#### Task directions
Reproduce the entries word for word but drop every picture.

Entries taken from a collection
»»

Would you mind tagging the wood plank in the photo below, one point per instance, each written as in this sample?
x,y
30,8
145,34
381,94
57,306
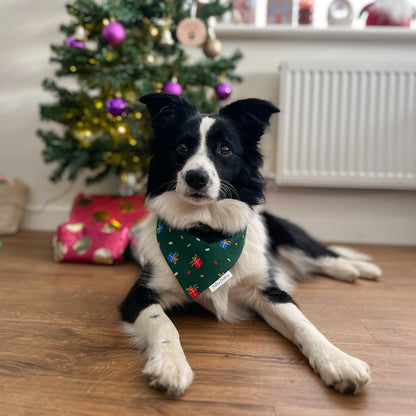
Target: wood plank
x,y
61,351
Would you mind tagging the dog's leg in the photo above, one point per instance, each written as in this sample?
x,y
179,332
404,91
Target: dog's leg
x,y
337,369
153,332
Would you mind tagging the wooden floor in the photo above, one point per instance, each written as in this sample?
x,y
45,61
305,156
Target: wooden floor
x,y
61,352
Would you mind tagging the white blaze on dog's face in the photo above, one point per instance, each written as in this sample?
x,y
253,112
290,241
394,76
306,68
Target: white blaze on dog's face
x,y
198,180
205,158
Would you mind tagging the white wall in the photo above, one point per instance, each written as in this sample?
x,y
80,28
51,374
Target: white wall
x,y
28,28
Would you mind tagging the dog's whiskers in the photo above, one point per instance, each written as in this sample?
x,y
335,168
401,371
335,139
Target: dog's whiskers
x,y
227,190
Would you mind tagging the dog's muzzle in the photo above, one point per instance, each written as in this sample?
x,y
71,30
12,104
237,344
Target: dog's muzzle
x,y
197,179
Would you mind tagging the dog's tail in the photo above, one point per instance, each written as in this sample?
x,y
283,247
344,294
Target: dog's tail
x,y
300,254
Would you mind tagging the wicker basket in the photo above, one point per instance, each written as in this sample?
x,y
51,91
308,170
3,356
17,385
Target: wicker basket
x,y
12,205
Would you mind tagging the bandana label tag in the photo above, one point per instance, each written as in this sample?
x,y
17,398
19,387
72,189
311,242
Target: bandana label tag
x,y
223,279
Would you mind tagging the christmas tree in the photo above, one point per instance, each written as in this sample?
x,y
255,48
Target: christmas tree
x,y
119,50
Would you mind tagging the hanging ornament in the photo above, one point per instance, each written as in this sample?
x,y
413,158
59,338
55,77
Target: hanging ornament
x,y
78,39
114,33
172,87
153,31
80,33
212,47
223,91
166,35
71,42
191,31
116,106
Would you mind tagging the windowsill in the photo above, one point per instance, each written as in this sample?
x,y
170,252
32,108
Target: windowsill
x,y
380,34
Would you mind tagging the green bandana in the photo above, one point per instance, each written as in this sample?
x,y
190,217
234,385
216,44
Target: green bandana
x,y
200,258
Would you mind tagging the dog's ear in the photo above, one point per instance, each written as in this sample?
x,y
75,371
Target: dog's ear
x,y
250,116
167,110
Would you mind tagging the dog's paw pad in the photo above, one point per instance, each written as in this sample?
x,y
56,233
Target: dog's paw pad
x,y
369,271
172,375
344,373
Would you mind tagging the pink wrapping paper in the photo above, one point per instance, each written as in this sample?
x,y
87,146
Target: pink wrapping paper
x,y
98,228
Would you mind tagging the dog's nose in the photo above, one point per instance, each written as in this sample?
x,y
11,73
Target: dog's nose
x,y
196,179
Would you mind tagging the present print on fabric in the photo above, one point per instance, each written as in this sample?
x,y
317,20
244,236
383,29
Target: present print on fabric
x,y
173,257
224,244
192,291
208,253
196,261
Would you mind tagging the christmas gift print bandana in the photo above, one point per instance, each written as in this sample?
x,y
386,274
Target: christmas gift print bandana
x,y
200,258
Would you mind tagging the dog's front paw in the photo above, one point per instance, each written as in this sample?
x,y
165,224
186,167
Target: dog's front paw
x,y
343,373
169,371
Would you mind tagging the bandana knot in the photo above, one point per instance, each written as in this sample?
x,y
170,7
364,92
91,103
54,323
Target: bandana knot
x,y
201,257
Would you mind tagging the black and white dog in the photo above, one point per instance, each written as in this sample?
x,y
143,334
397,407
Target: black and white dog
x,y
205,170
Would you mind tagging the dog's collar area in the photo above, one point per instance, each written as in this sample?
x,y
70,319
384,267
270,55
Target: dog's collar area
x,y
200,256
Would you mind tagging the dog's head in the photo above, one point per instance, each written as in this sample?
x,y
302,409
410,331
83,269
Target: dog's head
x,y
205,158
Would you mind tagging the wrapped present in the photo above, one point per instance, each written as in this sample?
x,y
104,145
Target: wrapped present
x,y
98,228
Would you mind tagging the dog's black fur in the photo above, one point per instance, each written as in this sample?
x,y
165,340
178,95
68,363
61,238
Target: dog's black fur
x,y
206,169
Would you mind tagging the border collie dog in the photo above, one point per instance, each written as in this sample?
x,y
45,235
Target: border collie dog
x,y
205,241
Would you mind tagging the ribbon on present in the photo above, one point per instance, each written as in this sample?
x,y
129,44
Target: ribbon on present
x,y
200,256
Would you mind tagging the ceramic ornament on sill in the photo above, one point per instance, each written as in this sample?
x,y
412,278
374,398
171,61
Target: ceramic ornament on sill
x,y
389,13
191,31
340,13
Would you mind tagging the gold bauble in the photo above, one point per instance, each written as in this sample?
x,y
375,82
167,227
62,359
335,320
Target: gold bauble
x,y
74,227
101,215
82,245
212,48
166,38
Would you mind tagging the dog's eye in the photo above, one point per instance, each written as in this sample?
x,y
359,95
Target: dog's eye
x,y
182,149
224,150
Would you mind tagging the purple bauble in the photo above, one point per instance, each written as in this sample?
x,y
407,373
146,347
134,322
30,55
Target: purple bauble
x,y
223,91
71,42
116,106
113,33
172,87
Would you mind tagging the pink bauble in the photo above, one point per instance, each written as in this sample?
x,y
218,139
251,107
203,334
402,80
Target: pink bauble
x,y
172,87
113,33
223,91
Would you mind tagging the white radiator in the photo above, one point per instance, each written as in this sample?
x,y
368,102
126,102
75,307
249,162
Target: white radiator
x,y
347,125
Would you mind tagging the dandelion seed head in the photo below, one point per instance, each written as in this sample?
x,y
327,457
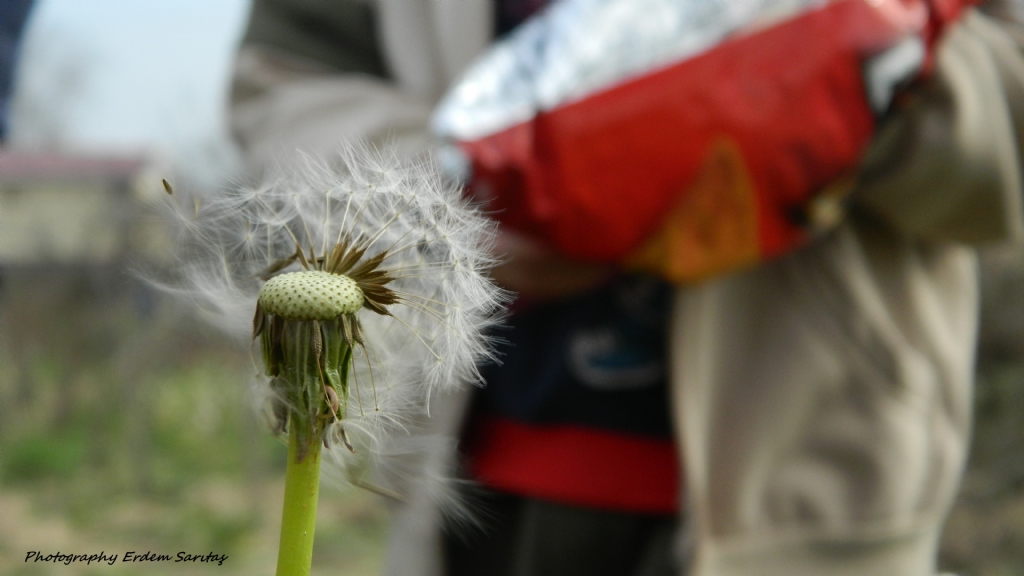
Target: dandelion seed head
x,y
310,295
384,255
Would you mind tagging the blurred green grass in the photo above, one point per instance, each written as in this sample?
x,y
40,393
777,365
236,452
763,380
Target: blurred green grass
x,y
125,425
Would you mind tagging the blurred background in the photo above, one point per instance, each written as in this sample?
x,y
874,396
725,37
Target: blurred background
x,y
124,423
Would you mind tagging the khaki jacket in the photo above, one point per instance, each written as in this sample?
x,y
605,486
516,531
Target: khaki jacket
x,y
822,401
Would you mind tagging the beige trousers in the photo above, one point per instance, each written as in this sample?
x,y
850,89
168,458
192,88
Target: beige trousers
x,y
823,403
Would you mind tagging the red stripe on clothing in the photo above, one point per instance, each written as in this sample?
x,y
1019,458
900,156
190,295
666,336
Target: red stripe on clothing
x,y
576,465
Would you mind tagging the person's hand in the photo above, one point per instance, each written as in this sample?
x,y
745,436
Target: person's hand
x,y
539,273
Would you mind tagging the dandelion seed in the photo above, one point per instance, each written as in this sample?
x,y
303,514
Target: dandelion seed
x,y
349,257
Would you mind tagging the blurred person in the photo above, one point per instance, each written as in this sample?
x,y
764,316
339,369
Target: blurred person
x,y
13,14
584,367
822,400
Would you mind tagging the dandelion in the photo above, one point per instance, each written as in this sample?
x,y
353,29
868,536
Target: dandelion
x,y
370,289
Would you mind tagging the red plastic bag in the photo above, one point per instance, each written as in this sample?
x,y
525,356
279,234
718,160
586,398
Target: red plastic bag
x,y
688,166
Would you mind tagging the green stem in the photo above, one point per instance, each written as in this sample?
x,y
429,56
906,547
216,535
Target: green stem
x,y
299,518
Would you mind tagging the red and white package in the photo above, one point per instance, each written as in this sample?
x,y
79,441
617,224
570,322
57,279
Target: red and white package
x,y
684,136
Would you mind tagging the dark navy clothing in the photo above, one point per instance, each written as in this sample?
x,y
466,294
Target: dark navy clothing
x,y
596,360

««

#### Reply to the task
Would you mind tagging the wood plank in the photo below, one point per instance, each written as in this sample?
x,y
30,8
145,34
381,94
57,306
Target: wood plank
x,y
61,351
Would you mind tagging the dog's leg in the photo above, one point per instance, each written as in this sample?
x,y
179,332
404,91
Target: dog's leg
x,y
337,369
153,332
Would you mind tagging the wooden floor in the photo above, one point per instance, each written as in this sample?
x,y
45,61
305,156
Target: wooden floor
x,y
61,352
Would you mind tagging the white blaze on dog's face in the photo above, one point per instance, each written as in this sample?
x,y
253,112
290,241
394,76
306,68
Target: white blaze on dog's face
x,y
198,180
205,158
Would you mind tagging the white wall in the photo above, one point per instance, each written as in this sample?
x,y
80,28
51,374
Target: white wall
x,y
28,28
Would you mind tagging the dog's whiskers in the photo above, one point per instance, each written as in this sample?
x,y
335,168
401,371
335,139
Target: dog's whiskers
x,y
227,190
Would you mind tagging the dog's muzzle in the photo above, one point per instance, each written as in this sample?
x,y
71,30
12,104
237,344
Target: dog's muzzle
x,y
197,179
Would you mind tagging the dog's tail in the photo above, one point per instance, each written as in this sample?
x,y
283,247
344,294
Target: dog's tail
x,y
300,254
Would you mind tagging the wicker basket in the photo above, one point per instance, each written as in this sample?
x,y
51,91
308,170
3,356
17,385
Target: wicker basket
x,y
12,205
Would you mind tagging the bandana label tag in the photo above, one point per instance, each written as in this sample?
x,y
17,398
19,387
72,189
311,242
Target: bandana label tag
x,y
223,279
Would you mind tagging the christmas tree in the photo above, one point per instance, each written as in this sample?
x,y
255,48
Target: christmas tree
x,y
119,50
Would you mind tagging the hanging ornament in the photo above, one point per instance, each written as in this sample?
x,y
413,158
59,338
55,77
Target: hanging ornament
x,y
78,39
114,33
172,87
153,31
80,33
212,47
223,91
166,35
71,42
191,31
116,106
Would you mind tagging the windowsill in the photo above, one point per instance, each written as in this sample?
x,y
170,252
32,108
Target: windowsill
x,y
380,34
Would you mind tagging the green bandana in the photo above, one point per instance, each written as in this sample?
x,y
190,217
234,385
216,44
Target: green bandana
x,y
200,258
Would you mind tagging the dog's ear in the photo above, one point per instance, each written as in this sample?
x,y
75,371
Target: dog's ear
x,y
250,116
167,110
Would you mind tagging the dog's paw pad in the photo above, one point per instance, each written as in this sample?
x,y
56,233
Target: dog's paw pad
x,y
369,271
172,375
344,373
Would you mind tagging the pink wrapping paper in the photo above, one point per instance, each written as in this sample?
x,y
87,146
Target: pink wrapping paper
x,y
98,228
Would you mind tagging the dog's nose in the photo above, one point per instance, each written as in this sample?
x,y
11,73
Target: dog's nose
x,y
196,179
Would you mind tagging the present print on fabric in the photo above, one point per instance, each written as in this sample?
x,y
317,20
244,236
383,29
Target: present print on fabric
x,y
173,257
224,244
192,291
208,253
196,261
Would you mind tagging the christmas gift print bandana in the photo above, one point per instance, each written as in this sample?
x,y
386,274
Target: christmas gift print bandana
x,y
200,258
Would you mind tagging the dog's front paw in the photo above, one point per instance, each written as in this sample?
x,y
165,224
186,167
Target: dog's front paw
x,y
343,373
169,371
Would you mind tagging the bandana knot in the photo above, one point per instance, each written as in this sample?
x,y
170,7
364,92
91,103
54,323
Target: bandana knot
x,y
201,257
Would you mind tagging the black and white dog in the photo above, one point per instance, each written as in this sample?
x,y
143,334
397,407
Target: black and white dog
x,y
205,170
Would you mind tagging the dog's collar area in the photo above, one point per instance, each written as in this sample?
x,y
70,319
384,267
270,55
Target: dog's collar area
x,y
200,256
Would you mind tagging the dog's head in the photo above, one point per instance, each written as in this sample?
x,y
302,409
410,331
83,269
Target: dog's head
x,y
205,158
Would you mind tagging the wrapped present in the photo above, one point per instance, each written as in this sample?
x,y
104,145
Target: wrapped present
x,y
98,228
Would you mind tagging the dog's black fur in the photo above, one point per instance, each written as in this sample?
x,y
165,340
178,95
68,363
61,238
Target: dog's black fur
x,y
206,169
Would you mind tagging the border collie dog in the photo above, one point per instance, each written as in this sample?
x,y
45,235
Target: border collie dog
x,y
205,241
Would you mind tagging the ribbon on present in the photo above, one point per instance, each written as in this sample?
x,y
129,44
Target: ribbon on present
x,y
200,256
Would you mind tagging the ceramic ornament on sill in the photo above, one point per instance, each written as in this sample?
x,y
412,278
374,398
171,61
Target: ceramic ornament on sill
x,y
389,13
191,31
340,13
Would you mind tagging the gold bauble in the photo above, one point per instance, each written as in this sample?
x,y
375,82
167,227
62,359
335,320
Target: gold bauble
x,y
74,227
101,215
82,245
212,48
166,38
Would you mind tagging the dog's eye in the photo above, one point per instance, each written as in this sample?
x,y
359,95
Target: dog's eye
x,y
182,149
224,150
Would you mind tagging the purple bauble in the photo above, one point per instance, each written as in this sample?
x,y
407,373
146,347
134,322
30,55
Target: purple bauble
x,y
223,91
71,42
116,106
113,33
172,87
Would you mind tagging the pink bauble in the photo above, one point per instance, each written as in this sample?
x,y
218,139
251,107
203,334
402,80
Target: pink bauble
x,y
172,87
113,33
223,91
Would you mind tagging the white radiator in the photo above, one point per instance, each written as in this sample?
x,y
368,102
126,102
75,307
249,162
Target: white radiator
x,y
347,125
Would you mind tagging the dandelion seed head in the photo below, one point per instance, each written as in this sample?
x,y
327,457
Target: dandelion seed head
x,y
310,295
384,255
Would you mind tagging the blurred green grass in the photo above, one point per instance, each written as in this sample?
x,y
40,393
777,365
236,452
763,380
Target: blurred green grass
x,y
125,425
Would you mind tagging the blurred background in the photo above, one point per instance, each written as in this sample?
x,y
874,396
725,37
Target: blurred background
x,y
124,423
Would you mind tagging the khaki jacket in the photo above, one point per instance, each written as in this sample?
x,y
605,486
516,531
Target: khaki jacket
x,y
822,401
Would you mind tagging the beige trousers in the photo above, one point per instance, each written as in this sample?
x,y
850,89
168,458
192,88
Target: beige trousers
x,y
823,403
Would you mind tagging the red stripe on clothing in the photo above, one point per instance, each written as in this sample?
x,y
1019,458
900,156
190,295
666,336
Target: red stripe on clothing
x,y
576,465
Would you mind tagging the person's hand in the photo above, one point per instance, each written as in this sample?
x,y
745,436
Target: person's hand
x,y
539,273
Would you mind tagging the dandelion seed in the photo above, one point per instance, each written as in this sample?
x,y
303,514
Target: dandelion seed
x,y
349,257
Would you mind tagging the blurred person in the photo above, one point per instance, each written as in this sample?
x,y
764,316
339,369
Target: blurred person
x,y
13,14
584,367
822,400
Would you mind tagging the dandelion in the photo above, one point per instance, each written as in this sample?
x,y
353,29
868,536
Target: dandelion
x,y
370,289
Would you mind tagging the red plastic bag in the photo above, one point per instance, each written as in this sample?
x,y
525,356
279,234
718,160
586,398
Target: red plastic bag
x,y
688,166
Would you mind tagging the green stem in the photo above, one point per instance, each written as in this sample?
x,y
429,56
906,547
216,535
Target: green stem
x,y
299,518
Would you mind tagging the red and white package in the photo above, one point per instance, each written as in this sample?
x,y
79,441
617,224
570,322
57,279
Target: red and white package
x,y
684,136
Would you mind tagging the dark navy clothing in the photo above, one point per instance, each written as in this sample?
x,y
466,294
Target: dark navy clothing
x,y
596,360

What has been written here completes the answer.